Point annotation dataset records
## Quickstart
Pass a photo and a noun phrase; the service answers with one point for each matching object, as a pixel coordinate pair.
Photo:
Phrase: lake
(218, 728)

Written problem
Extract the data in full. Keep it word for word.

Reply to the task
## Quickstart
Pass a photo and a noun phrase; the service answers with one point for each matching object, as a pixel coordinate pair.
Photo:
Phrase: lake
(218, 728)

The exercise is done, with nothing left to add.